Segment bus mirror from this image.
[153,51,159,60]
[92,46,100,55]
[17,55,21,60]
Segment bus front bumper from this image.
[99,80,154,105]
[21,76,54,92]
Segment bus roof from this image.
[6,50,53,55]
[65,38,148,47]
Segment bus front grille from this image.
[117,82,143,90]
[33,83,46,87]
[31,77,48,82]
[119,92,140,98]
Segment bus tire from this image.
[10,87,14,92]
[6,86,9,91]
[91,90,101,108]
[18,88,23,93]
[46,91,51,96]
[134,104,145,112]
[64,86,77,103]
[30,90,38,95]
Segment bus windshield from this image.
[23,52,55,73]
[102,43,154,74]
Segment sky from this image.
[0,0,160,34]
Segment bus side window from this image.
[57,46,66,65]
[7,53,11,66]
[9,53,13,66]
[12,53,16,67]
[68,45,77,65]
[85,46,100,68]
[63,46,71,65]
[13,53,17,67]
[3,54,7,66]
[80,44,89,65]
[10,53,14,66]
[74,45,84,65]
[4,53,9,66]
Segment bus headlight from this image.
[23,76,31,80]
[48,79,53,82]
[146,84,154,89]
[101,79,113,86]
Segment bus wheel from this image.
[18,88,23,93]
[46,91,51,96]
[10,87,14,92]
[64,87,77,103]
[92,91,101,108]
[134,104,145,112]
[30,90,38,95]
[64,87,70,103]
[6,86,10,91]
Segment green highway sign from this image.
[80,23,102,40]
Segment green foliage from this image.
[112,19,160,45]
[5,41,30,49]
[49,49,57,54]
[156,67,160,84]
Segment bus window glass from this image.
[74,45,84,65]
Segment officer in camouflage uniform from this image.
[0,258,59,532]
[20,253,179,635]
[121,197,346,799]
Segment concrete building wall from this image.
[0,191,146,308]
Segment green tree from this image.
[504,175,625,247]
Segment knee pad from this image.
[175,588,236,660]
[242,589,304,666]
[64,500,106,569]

* * * *

● **EXERCISE BRIEF**:
Starting at the line that has "Segment green highway sign from this image." and stopping after the last line above, write out those lines again with the requests included, adding 124 to each bounding box coordinate.

● **WORKED ANSWER**:
Segment green highway sign from this image.
[204,147,226,164]
Segment green foliage from this image.
[236,143,284,169]
[129,165,154,173]
[173,173,181,178]
[280,191,284,208]
Segment bus window glass from this image.
[198,169,208,189]
Segment officer in camouflage uniform from this image.
[124,382,183,656]
[144,377,303,759]
[245,321,470,923]
Segment concrete building wall from this image.
[124,315,270,432]
Segment green tree from this image.
[628,299,749,371]
Segment knee pad from this image.
[299,712,360,784]
[366,713,428,790]
[188,624,230,693]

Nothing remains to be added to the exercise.